**** Textabschnitt ****

Optimal war für Weinzierl bis dahin trotzdem nicht alles verlaufen, denn eine Wohnung oder ein Haus für seine Familie hatte er in der Umgebung noch nicht gefunden. Das Problem war oft dasselbe: "Der Vermieter hat etwas Langfristiges gesucht."

Während Weinzierl im Juni 2016 noch viele Lacher erntete, lacht im Juni 2017 nur jener Vermieter, der vor zwölf Monaten ein goldenes Näschen bewies.

Nach wieder mal nur einem Jahr zieht der FC Schalke die Reißleine und trennt sich von Weinzierl. Mit Ablauf der Spielzeit, die für Königsblau auf Platz zehn und ohne Europacup endete, hatte noch alles danach ausgesehen, als würde Heidel Weinzierl eine zweite Chance geben.

Schließlich wollte das Gespann gemeinsam etwas aufbauen und es seinen Vorgängern zeigen, die in den Vorjahren unzählige Male Trainer und Management ausgetauscht hatten.

Heidel erkennt kein Konzept und reagiert

Schon vor wenigen Wochen hatte Heidel in seinem Saisonfazit scharfe Kritik an Weinzierl geübt, die erste Risse im Verhältnis vermuten ließ. "Ich möchte, dass die Mannschaft ein klares Konzept auf dem Platz zeigt. Das habe ich nicht erkannt."

****

- Aufgabe 1
Auf welchem Tabellenplatz beendete Schalke laut dem Textabschnitt die Spielzeit?
- Aufgabe 2
Gib die Zeilen unten vom Anfang bis einschließlich der Zeile mit „[(128, 154), (120, 154), (120, 167), (127, 167)]“ noch einmal wieder und setze dabei „picket fence“ anstelle von „wooden fence“ ein, ohne sonst etwas zu ändern. Die Bilder lässt du weg.
Der Textabschnitt und die Zeilen haben unterschiedliche Quellen.

**** Datenauszüge ****

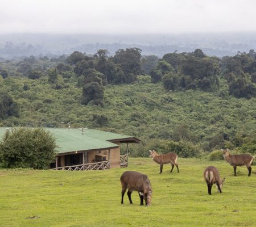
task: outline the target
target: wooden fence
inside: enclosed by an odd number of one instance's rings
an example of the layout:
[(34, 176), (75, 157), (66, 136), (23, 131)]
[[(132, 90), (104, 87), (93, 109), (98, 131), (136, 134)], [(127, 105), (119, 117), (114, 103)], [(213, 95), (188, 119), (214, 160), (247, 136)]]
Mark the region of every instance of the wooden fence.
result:
[(109, 161), (91, 163), (81, 164), (76, 166), (58, 167), (52, 170), (107, 170), (110, 168)]
[(128, 154), (120, 154), (120, 167), (127, 167)]

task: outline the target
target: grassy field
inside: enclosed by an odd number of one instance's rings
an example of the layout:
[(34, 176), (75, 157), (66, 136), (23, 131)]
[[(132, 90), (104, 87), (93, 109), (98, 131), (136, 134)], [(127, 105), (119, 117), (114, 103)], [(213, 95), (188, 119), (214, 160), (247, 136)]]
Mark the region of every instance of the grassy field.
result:
[[(176, 169), (150, 158), (130, 158), (125, 169), (105, 171), (0, 170), (1, 226), (255, 226), (256, 168), (211, 162), (226, 176), (223, 194), (207, 193), (203, 173), (209, 162), (178, 159)], [(121, 204), (120, 176), (126, 170), (147, 174), (153, 188), (150, 207)], [(37, 218), (30, 217), (38, 216)]]

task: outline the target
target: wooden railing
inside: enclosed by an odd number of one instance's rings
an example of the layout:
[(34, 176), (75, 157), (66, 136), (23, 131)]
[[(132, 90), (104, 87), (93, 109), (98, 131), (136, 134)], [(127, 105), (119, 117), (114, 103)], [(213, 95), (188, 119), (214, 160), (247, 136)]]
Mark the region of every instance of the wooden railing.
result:
[(76, 166), (58, 167), (52, 170), (107, 170), (110, 168), (109, 161), (91, 163), (77, 165)]
[(120, 154), (120, 167), (128, 166), (128, 154)]

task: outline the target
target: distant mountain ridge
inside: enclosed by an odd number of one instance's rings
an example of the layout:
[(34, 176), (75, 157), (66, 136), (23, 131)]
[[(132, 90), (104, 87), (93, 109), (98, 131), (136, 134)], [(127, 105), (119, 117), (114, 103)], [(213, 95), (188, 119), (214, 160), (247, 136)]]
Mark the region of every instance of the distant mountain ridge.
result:
[(106, 49), (113, 55), (119, 49), (137, 47), (143, 55), (162, 57), (166, 53), (190, 52), (200, 48), (208, 56), (233, 56), (238, 51), (256, 49), (256, 33), (145, 35), (0, 35), (0, 57), (5, 59), (34, 56), (70, 54), (75, 51), (94, 54)]

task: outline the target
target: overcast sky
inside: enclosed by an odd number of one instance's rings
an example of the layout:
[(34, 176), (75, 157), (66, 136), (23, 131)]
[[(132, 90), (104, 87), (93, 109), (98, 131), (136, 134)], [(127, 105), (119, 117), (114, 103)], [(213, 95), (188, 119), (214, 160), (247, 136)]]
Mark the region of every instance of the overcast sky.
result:
[(256, 31), (255, 0), (0, 0), (0, 34)]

****

- Lösung 1
Auf Platz zehn.

- Lösung 2
task: outline the target
target: picket fence
inside: enclosed by an odd number of one instance's rings
an example of the layout:
[(34, 176), (75, 157), (66, 136), (23, 131)]
[[(132, 90), (104, 87), (93, 109), (98, 131), (136, 134)], [(127, 105), (119, 117), (114, 103)], [(213, 95), (188, 119), (214, 160), (247, 136)]]
Mark the region of every instance of the picket fence.
result:
[(109, 161), (91, 163), (81, 164), (76, 166), (58, 167), (52, 170), (107, 170), (110, 168)]
[(128, 154), (120, 154), (120, 167), (127, 167)]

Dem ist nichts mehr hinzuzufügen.